──────── Passage

Saturday, March 11, 2017

Tangible non-current assets I (Y7C6)

1
What is the purpose of charging depreciation in financial statements?

A
To allocate the cost of a non-current asset over the accounting periods expected to benefits from its use

B
To ensure that funds are available for the eventual replacement of the asset

C
To reduce the cost of the asset in the statement of financial position to its estimated market value

D
To account for the ‘wearing-out’ of the asset over its life



2
Which of the statements below correctly states the purpose of the asset register?

A
An internal control to ensure details of all assets are readily available in the event of loss or theft

B
To ensure the organisation is aware of the age of plant and machinery

C
An internal control to ensure information relating to non-current assets in the nominal ledger and the financial statements is correct

D
To enable the organisation to comply with IAS 16 Property, plant and equipment



3
An asset register showed a carrying amount of $67,460. A non-current asset costing $15,000 had been sold for $4,000, making a loss on disposal of $1,250. No entries had been made in the asset register for this disposal.
What is the correct balance on the asset register?

A
$42,710

B
$51,210

C
$53,710

D
$62,210



4
An organisation’s asset register shows a carrying amount of 4145,600. The non-current asset account in the nominal ledger shows a carrying amount of $135,600. The difference could be due to a disposed asset not having been deducted from the asset register. Which one of the following could represent that asset?

────────────────
──────── Records for this task

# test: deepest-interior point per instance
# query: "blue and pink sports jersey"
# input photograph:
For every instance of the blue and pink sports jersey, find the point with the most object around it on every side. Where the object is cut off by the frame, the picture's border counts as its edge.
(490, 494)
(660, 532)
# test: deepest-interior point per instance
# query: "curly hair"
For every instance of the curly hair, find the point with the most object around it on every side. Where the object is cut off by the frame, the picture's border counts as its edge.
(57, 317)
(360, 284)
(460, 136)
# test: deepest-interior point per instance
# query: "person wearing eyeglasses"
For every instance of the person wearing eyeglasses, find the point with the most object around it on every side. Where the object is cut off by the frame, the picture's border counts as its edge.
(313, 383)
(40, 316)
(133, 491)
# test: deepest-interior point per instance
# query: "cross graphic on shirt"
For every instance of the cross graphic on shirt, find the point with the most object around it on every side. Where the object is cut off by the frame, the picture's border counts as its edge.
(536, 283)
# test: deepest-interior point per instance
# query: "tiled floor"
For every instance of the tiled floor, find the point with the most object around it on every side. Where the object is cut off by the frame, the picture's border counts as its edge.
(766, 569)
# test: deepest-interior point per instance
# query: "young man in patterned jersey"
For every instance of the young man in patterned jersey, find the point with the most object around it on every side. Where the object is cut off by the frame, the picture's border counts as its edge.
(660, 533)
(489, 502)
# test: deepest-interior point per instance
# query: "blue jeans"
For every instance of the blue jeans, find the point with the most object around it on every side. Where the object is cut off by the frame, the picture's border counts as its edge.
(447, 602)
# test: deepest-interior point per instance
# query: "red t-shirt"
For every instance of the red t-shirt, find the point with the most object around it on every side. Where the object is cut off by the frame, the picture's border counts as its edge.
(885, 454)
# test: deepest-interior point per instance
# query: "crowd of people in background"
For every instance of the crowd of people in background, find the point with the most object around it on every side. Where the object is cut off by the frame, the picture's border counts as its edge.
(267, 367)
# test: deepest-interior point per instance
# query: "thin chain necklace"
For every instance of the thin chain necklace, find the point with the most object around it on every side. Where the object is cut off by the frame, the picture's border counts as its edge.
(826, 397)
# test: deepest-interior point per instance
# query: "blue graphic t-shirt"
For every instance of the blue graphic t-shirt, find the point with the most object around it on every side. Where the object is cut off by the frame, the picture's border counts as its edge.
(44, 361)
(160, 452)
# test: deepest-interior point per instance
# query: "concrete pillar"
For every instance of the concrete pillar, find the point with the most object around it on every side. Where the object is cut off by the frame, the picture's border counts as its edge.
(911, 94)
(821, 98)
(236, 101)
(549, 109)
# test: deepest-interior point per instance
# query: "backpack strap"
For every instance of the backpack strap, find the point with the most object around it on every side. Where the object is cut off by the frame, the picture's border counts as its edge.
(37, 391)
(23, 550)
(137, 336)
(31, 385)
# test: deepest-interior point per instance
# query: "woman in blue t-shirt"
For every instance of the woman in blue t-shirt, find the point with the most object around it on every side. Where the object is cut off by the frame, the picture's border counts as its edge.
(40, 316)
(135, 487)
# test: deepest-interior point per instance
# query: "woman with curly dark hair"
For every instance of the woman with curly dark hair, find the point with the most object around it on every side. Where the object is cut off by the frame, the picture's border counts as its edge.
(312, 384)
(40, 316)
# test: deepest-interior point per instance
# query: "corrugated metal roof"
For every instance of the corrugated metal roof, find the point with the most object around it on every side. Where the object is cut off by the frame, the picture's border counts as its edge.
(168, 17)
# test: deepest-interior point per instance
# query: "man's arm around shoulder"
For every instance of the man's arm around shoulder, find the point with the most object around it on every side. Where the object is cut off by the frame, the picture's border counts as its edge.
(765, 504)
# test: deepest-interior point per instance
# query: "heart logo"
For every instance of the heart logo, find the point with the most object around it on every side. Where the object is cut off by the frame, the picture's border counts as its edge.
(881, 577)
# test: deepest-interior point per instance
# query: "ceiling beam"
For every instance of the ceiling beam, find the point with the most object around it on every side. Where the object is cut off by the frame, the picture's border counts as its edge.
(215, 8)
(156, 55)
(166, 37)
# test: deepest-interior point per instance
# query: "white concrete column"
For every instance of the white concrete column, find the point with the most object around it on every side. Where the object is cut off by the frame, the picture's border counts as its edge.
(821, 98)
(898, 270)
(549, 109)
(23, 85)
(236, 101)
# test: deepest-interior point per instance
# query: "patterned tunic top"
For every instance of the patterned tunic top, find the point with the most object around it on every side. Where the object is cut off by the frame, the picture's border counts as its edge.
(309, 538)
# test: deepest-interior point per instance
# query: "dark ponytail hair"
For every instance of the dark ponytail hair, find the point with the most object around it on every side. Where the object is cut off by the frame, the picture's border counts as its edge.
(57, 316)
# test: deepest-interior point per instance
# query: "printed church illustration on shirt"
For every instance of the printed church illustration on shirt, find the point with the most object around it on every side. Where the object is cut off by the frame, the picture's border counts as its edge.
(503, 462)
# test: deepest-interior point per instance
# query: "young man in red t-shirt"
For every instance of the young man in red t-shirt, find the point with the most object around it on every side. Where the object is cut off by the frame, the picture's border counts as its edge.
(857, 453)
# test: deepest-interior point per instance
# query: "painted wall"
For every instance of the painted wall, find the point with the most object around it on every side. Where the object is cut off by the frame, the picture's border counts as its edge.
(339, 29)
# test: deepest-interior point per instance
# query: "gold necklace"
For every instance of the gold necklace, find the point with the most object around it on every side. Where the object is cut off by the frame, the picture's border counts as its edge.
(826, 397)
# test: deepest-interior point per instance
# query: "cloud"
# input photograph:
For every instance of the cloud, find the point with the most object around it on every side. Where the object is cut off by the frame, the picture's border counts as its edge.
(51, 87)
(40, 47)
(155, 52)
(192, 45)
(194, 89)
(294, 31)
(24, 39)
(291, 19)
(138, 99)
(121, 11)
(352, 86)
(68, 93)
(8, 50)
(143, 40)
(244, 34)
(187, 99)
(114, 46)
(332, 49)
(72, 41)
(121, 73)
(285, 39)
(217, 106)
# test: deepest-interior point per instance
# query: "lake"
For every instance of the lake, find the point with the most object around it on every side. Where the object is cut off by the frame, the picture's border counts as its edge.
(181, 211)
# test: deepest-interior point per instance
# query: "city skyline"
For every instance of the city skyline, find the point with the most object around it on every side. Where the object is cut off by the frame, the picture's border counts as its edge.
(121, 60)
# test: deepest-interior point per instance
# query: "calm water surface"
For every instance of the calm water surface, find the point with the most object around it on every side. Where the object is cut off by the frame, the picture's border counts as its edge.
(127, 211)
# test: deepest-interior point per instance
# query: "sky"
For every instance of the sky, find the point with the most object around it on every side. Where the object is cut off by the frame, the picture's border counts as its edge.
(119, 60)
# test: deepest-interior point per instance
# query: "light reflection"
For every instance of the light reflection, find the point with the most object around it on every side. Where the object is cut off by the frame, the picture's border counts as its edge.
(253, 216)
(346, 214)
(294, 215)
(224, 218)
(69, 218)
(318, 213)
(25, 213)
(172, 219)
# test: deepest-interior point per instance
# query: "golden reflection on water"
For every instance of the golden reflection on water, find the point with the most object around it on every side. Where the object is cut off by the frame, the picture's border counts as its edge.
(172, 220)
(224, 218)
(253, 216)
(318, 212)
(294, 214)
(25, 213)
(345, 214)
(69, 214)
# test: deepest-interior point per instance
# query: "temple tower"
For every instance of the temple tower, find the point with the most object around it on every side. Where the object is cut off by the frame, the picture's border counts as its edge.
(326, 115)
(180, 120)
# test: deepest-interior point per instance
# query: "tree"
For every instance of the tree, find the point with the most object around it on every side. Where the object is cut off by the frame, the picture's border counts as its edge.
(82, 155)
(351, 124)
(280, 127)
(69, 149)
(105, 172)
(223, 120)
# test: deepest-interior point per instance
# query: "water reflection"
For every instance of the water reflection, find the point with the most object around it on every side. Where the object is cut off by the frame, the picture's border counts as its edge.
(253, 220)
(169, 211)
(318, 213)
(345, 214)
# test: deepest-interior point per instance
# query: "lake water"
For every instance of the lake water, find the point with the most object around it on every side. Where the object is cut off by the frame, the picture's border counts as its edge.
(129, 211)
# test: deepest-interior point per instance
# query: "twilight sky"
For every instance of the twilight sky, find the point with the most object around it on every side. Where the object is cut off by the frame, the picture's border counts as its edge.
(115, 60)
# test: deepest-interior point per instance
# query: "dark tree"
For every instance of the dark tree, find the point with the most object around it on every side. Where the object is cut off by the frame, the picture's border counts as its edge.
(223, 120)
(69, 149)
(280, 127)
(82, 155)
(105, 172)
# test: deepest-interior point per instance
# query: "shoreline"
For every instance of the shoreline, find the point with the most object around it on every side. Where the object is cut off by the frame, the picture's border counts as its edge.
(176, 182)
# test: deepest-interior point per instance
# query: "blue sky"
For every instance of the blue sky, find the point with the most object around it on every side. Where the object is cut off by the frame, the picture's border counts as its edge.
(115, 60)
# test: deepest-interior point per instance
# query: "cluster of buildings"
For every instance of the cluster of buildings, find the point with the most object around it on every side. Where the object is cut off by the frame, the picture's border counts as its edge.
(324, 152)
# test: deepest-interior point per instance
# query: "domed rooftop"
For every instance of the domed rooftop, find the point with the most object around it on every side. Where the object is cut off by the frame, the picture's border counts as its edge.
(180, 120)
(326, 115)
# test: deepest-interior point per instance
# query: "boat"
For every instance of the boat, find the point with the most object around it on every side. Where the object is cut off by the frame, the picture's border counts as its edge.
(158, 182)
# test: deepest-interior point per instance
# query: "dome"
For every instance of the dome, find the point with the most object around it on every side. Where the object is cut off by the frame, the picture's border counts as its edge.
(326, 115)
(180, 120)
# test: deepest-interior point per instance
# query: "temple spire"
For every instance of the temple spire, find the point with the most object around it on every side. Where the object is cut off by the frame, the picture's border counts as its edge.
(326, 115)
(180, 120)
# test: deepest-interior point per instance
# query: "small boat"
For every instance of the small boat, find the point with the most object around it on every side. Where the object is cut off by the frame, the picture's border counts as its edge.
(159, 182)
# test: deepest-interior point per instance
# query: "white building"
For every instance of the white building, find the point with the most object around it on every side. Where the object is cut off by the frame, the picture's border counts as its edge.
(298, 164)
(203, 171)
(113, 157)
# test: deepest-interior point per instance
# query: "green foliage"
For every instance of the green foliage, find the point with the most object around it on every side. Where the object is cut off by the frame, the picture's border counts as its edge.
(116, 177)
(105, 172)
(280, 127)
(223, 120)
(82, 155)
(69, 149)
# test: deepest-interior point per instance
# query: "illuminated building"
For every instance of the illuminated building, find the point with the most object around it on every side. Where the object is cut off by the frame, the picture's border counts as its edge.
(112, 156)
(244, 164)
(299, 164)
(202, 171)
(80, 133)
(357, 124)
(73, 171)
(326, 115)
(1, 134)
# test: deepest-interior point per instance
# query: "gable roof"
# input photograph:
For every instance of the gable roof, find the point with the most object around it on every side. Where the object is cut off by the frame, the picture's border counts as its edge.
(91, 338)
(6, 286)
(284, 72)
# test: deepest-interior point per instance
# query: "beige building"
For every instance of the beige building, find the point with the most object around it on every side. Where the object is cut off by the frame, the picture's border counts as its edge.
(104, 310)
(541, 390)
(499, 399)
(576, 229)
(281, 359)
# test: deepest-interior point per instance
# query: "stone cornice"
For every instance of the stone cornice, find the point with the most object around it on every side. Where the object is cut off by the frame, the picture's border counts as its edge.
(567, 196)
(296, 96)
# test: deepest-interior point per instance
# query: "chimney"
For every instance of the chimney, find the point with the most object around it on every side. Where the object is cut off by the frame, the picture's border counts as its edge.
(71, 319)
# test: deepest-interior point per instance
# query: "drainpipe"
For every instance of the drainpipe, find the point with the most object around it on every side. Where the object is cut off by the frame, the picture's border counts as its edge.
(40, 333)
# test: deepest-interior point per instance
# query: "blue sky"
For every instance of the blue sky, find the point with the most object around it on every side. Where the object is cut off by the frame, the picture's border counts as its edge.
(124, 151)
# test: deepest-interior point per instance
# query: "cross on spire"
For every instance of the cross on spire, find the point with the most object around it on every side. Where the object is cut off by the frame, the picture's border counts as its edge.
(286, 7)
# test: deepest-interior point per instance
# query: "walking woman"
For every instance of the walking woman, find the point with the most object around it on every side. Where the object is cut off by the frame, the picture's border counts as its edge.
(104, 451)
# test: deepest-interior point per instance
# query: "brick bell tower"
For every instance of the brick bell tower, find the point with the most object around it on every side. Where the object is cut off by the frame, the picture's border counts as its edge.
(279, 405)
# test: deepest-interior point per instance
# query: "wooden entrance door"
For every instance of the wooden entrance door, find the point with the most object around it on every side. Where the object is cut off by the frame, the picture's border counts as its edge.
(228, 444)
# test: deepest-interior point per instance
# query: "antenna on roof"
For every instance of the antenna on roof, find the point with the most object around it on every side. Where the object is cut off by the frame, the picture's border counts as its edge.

────────────────

* [Directive 1] Identify and copy every row that contains the string "bell". Case counts.
* [Directive 2] Pick up the quiz on tangible non-current assets after its last sentence and continue writing it.
The quiz on tangible non-current assets has no connection to the rows.

* [Expected output 1]
# query: "brick bell tower"
For every instance of the brick bell tower, find the point with the most object around it on every side. Where the object is cut off by the frame, the picture's border counts as its edge.

* [Expected output 2]
A
Asset with disposal proceeds of $15,000 and a profit on disposal of $5,000

B
Asset with disposal proceeds of $15,000 and a carrying amount of $5,000

C
Asset with disposal proceeds of $15,000 and a loss on disposal of $5,000

D
Asset with disposal proceeds of $5,000 and a carrying amount of $5,000



5
Which one of the following would occur if the purchase of computer stationary was debited to the computer equipment at cost account?

A
An overstatement of profit and an overstatement of non-current assets

B
An understatement of profit and an overstatement of non-current assets

C
An overstatement of profit and an understatement of non-current assets

D
An understatement of profit and an understatement of non-current assets



6
Which one of the following statements correctly defines non-current assets?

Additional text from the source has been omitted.